> [Data to use]
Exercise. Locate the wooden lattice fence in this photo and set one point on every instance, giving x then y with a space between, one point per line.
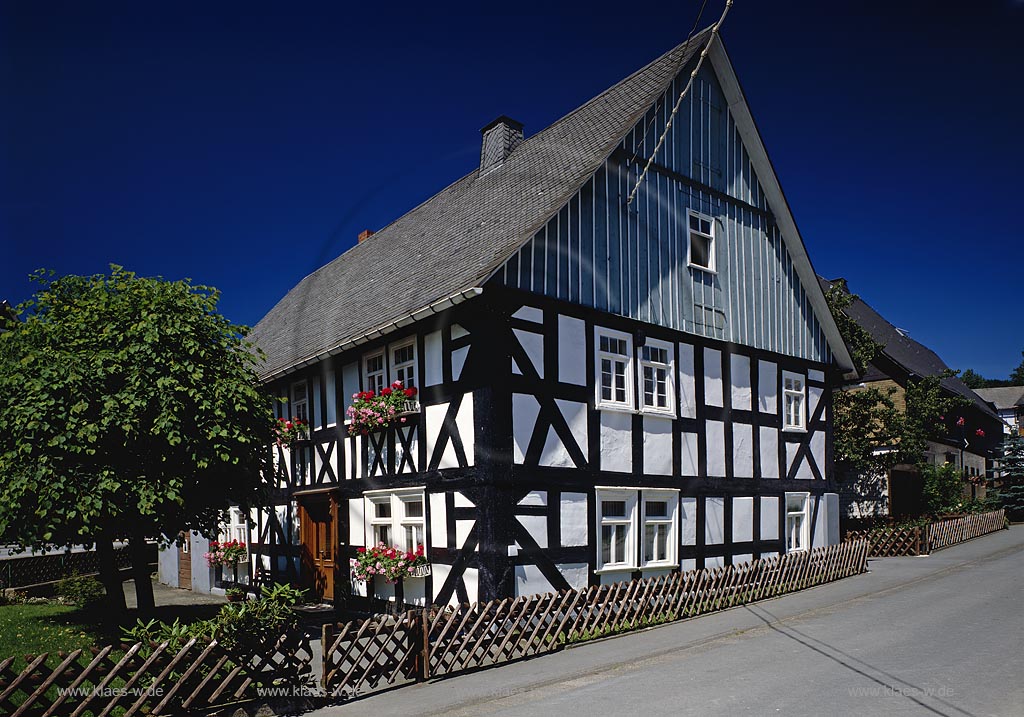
921 540
367 655
946 533
157 679
25 571
891 542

> [Written request] Write out the records above exactly as they stand, leaving out every picture.

> [Solved problem]
Exercise. Locate the wooden lattice fence in this photo and set one point on every instance, giving x then y with a space between, one point per line.
921 540
367 655
946 533
157 679
25 571
891 542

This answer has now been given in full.